机器学习--应用：评估帖子相关性

一工具：python4.3，Scikit learn库，nltk（自然语言处理工具包），参考资料：《机器学习系统设计》

二步骤：

1、 将原始文本转化为词袋：统计词语个数，并把词频转化为向量。

from sklearn.feature_extraction.text import CountVectorizer

注意点：1）打开文件：os.path.join()连接两个文件名地址的时候，就比os.path.join("D:\","test.txt")结果是D:\test.txt

from utils import DATA_DIR

TOY_DIR = os.path.join(DATA_DIR, "toy")
posts = [open(os.path.join(TOY_DIR, f)).read() for f in os.listdir(TOY_DIR)]

new_post = "imaging databases"

2、词频向量的归一化

http://blog.sina.com.cn/s/blog_70586e000100moen.html--scipy的矩阵计算函数

def dist_norm(v1, v2):
    v1_normalized = v1 / sp.linalg.norm(v1.toarray())
    v2_normalized = v2 / sp.linalg.norm(v2.toarray())

    delta = v1_normalized - v2_normalized

    return sp.linalg.norm(delta.toarray())

◆ **数据集记录**
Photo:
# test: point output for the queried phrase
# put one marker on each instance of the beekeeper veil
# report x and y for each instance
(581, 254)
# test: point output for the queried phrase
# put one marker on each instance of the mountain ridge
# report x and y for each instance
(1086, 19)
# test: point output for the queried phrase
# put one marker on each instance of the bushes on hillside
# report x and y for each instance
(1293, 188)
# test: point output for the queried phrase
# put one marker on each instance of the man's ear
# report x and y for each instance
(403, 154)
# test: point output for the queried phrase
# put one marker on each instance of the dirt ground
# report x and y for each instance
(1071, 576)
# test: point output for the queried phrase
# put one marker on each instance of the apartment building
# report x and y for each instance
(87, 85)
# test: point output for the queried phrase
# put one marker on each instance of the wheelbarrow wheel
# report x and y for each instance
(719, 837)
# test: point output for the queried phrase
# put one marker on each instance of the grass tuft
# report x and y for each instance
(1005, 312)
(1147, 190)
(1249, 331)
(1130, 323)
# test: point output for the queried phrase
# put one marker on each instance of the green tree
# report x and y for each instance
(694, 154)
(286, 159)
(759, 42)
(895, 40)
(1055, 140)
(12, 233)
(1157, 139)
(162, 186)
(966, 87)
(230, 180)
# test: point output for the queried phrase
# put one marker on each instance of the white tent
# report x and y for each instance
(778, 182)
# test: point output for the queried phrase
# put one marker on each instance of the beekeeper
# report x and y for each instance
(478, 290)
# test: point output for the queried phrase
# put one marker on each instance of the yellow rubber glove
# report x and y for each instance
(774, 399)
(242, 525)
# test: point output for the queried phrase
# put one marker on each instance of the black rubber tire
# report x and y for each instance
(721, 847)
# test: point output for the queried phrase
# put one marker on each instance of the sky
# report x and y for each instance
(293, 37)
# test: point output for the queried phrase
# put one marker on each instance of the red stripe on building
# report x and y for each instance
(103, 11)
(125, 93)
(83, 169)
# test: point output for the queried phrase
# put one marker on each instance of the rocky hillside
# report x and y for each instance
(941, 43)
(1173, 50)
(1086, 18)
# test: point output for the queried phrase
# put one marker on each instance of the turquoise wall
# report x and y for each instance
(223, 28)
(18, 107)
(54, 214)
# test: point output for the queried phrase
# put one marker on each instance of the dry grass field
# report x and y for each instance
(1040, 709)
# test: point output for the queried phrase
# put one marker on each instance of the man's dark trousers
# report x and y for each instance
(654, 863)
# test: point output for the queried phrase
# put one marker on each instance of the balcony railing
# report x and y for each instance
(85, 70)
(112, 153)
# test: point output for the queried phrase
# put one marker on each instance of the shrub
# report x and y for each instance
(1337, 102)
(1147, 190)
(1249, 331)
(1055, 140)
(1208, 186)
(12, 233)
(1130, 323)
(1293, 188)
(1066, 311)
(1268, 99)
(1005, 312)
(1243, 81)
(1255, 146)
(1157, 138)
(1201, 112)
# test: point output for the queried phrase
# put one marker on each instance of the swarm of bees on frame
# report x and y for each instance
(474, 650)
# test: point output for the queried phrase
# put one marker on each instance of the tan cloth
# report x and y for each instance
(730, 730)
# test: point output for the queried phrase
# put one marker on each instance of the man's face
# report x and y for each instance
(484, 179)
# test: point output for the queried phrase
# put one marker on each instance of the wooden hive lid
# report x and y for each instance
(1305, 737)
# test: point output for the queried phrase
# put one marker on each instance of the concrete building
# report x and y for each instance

◆ **待办任务**
1 > 请逐字输出关于评估帖子相关性的文本中从“from utils import”开始、一直到“v1 / sp.linalg.norm(v1.toarray())”为止的部分。
2 > 用两句话概括关于评估帖子相关性的文本。

◆ **各题结果**
1 >
from utils import DATA_DIR

TOY_DIR = os.path.join(DATA_DIR, "toy")
posts = [open(os.path.join(TOY_DIR, f)).read() for f in os.listdir(TOY_DIR)]

new_post = "imaging databases"

2、词频向量的归一化

http://blog.sina.com.cn/s/blog_70586e000100moen.html--scipy的矩阵计算函数

def dist_norm(v1, v2):
    v1_normalized = v1 / sp.linalg.norm(v1.toarray())

2 > 该文本列出所用工具为python4.3、Scikit learn库和nltk（自然语言处理工具包），参考资料为《机器学习系统设计》。步骤是先用CountVectorizer将原始文本转化为词袋，统计词语个数并把词频转化为向量，再对词频向量进行归一化，并给出计算两个归一化向量之差的范数的dist_norm函数。